E le piccole imprese non vogliono pagare il conto

RomaQuello di oggi è il tavolo decisivo per la riforma del mercato del lavoro, ma in agenda non c’è l’articolo 18. Il tema che oggi affronteranno il ministro del Lavoro Elsa Fornero e le parti sociali sono gli ammortizzatori sociali, partita delicatissima e non solo perché il ministro punta a cancellare la cassa integrazione straordinaria sfidando la contrarietà dei sindacati. La trattativa sugli ammortizzatori serve soprattutto a decidere a chi toccherà pagare il conto della riforma.
Principali candidate sono le piccole aziende, gli artigiani e i commercianti che, secondo le ipotesi circolate negli ultimi giorni, dovrebbero pagare contributi simili a quelli delle grandi aziende per la cassa integrazione. E questo per finanziare il nuovo sussidio di disoccupazione generalizzato che, nei piani di Fornero, dovrebbe sostituire gli ammortizzatori in vigore. Ma anche nel caso in cui la grande riforma post fordista non vada in porto, i soldi dei piccoli dovrebbero servire a pagare la cassa integrazione in deroga. Quella istituita dagli ex ministri Maurizio Sacconi e Giulio Tremonti per tamponare gli effetti della crisi, garantendo un reddito ai lavoratori di aziende in difficoltà, ma non coperti dalla cassa integrazione. Per ora la cassa in deroga è finanziata interamente a carico della fiscalità generale e costa all’incirca due miliardi all’anno. A partire dal 2013 lo stato non ci metterà più un euro e il conto dovrebbe passare tutto sulle Pmi che dovrebbero essere le principali destinatarie.

COSA FARE:
1. Estrai dall'articolo sulla riforma del lavoro il tratto compreso tra "E le piccole" e "conto della riforma.", estremi inclusi.
2. Nell'articolo sulla riforma del lavoro, quanto costa all'incirca ogni anno la cassa integrazione in deroga?
3. Scrivi il seguito dell'articolo sulla riforma del lavoro a partire dalla sua ultima frase.

[Voci di dati salvate]

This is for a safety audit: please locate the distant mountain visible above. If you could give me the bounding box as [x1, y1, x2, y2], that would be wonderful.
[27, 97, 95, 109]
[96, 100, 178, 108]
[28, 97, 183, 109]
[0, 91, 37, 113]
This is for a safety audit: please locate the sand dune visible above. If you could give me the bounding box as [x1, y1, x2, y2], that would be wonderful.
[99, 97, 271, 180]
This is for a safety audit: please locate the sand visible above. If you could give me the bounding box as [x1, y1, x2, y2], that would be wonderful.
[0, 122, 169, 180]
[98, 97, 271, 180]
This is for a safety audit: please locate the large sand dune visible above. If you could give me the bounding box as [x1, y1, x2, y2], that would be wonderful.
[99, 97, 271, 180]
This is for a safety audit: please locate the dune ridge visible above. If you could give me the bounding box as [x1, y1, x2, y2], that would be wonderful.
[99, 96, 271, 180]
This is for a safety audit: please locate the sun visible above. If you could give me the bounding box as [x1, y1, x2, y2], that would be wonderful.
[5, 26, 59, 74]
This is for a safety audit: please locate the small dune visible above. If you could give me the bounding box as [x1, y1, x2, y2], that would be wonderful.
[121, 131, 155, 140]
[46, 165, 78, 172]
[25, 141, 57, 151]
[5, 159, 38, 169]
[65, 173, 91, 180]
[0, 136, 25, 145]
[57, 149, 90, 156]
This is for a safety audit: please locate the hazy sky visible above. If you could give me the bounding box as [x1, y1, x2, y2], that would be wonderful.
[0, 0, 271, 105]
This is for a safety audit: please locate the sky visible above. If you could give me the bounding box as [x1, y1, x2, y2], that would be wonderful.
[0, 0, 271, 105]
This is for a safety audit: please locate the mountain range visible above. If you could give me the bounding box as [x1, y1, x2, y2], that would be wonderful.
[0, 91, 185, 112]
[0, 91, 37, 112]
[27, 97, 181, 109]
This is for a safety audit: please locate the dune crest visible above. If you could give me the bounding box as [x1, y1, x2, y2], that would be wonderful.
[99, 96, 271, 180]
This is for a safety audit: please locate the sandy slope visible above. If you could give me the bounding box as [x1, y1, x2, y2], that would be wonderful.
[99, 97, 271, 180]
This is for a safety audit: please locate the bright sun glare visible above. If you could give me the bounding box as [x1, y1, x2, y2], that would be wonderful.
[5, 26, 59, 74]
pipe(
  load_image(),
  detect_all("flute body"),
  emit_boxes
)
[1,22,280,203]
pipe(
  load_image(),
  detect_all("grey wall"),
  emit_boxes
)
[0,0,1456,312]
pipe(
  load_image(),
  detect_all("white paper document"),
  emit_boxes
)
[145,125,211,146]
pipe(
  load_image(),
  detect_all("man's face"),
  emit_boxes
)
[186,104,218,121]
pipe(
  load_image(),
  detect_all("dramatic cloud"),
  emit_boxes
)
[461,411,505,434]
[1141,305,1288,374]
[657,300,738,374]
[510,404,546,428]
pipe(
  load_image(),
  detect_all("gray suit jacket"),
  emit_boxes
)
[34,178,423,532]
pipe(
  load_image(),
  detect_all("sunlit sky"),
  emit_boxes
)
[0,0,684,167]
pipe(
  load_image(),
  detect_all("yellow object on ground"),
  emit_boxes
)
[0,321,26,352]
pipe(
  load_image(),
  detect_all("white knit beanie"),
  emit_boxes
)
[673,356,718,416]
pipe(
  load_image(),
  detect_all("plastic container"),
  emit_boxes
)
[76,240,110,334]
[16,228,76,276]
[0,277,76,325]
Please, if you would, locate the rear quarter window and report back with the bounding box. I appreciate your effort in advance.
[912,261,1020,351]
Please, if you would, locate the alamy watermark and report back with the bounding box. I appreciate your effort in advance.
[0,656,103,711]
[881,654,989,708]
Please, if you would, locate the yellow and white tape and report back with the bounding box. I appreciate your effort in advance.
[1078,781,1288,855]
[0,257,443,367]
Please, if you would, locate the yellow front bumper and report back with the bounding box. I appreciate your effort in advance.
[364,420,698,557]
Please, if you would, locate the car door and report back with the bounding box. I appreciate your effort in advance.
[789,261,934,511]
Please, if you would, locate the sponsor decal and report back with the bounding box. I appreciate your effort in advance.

RISULTATI PER COMPITO:
1.
E le piccole imprese non vogliono pagare il conto

RomaQuello di oggi è il tavolo decisivo per la riforma del mercato del lavoro, ma in agenda non c’è l’articolo 18. Il tema che oggi affronteranno il ministro del Lavoro Elsa Fornero e le parti sociali sono gli ammortizzatori sociali, partita delicatissima e non solo perché il ministro punta a cancellare la cassa integrazione straordinaria sfidando la contrarietà dei sindacati. La trattativa sugli ammortizzatori serve soprattutto a decidere a chi toccherà pagare il conto della riforma.

2. Circa due miliardi all'anno.

3.
Il fatto è che Rete imprese non ci sta e oggi si presenterà da Fornero con dati che smentiscono chi sostiene questa tesi. La cassa in deroga è utilizzata comunque in gran parte dalla grande impresa rappresentata da Confindustria. Il 44% totale delle domande, contro il 18,2% dell’artigianato, il 33,4% del commercio.
Quindi si tratta di un «falso problema», spiega Cesare Fumagalli, segretario nazionale di Confartigianato. «Intendiamoci - spiega - a noi va benissimo il riordino degli ammortizzatori, ma non deve essere un costo per le imprese». Soprattutto le piccole che non usano ammortizzatori nella stessa misura e secondo le stesse modalità delle grandi. «Le storie delle nostre aziende - aggiunge Fumagalli - sono di sospensioni dal lavoro per un massimo di tre mesi. Poi, se non riesce a rimettersi in piedi, una piccola impresa non c’è più. Non abbiamo situazioni come Pomigliano, Mirafiori, non siamo Alitalia con sette anni di cassa integrazione. Benissimo il passaggio ad un ammortizzatore universale, ma il costo che le aziende pagano deve essere commisurato al rischio». In altre parole, i piccoli non possono pagare come le grandi industrie.
Anche perché artigiani e commercianti hanno già dei conti in attivo.

Il saldo i contributi pagati e le spese per le prestazioni per malattia e infortuni per le piccole imprese sono in attivo di circa 3,5 miliardi. «Già quelli basterebbero a coprire la nostra parte di contributi». Se si aggiungeranno altri carichi il welfare per le Pmi diventerà insostenibile e poco efficace.